(Records from a point-labeling set)
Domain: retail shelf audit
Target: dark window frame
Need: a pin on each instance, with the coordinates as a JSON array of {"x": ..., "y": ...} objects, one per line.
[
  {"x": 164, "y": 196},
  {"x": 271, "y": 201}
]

**Written exercise:**
Can you output the data above line for line, with no changes at all?

**The answer:**
Domain: retail shelf audit
Target: dark window frame
Need: a pin on each instance, with the coordinates as a JSON array of {"x": ..., "y": ...} objects, one per line.
[
  {"x": 164, "y": 196},
  {"x": 271, "y": 201}
]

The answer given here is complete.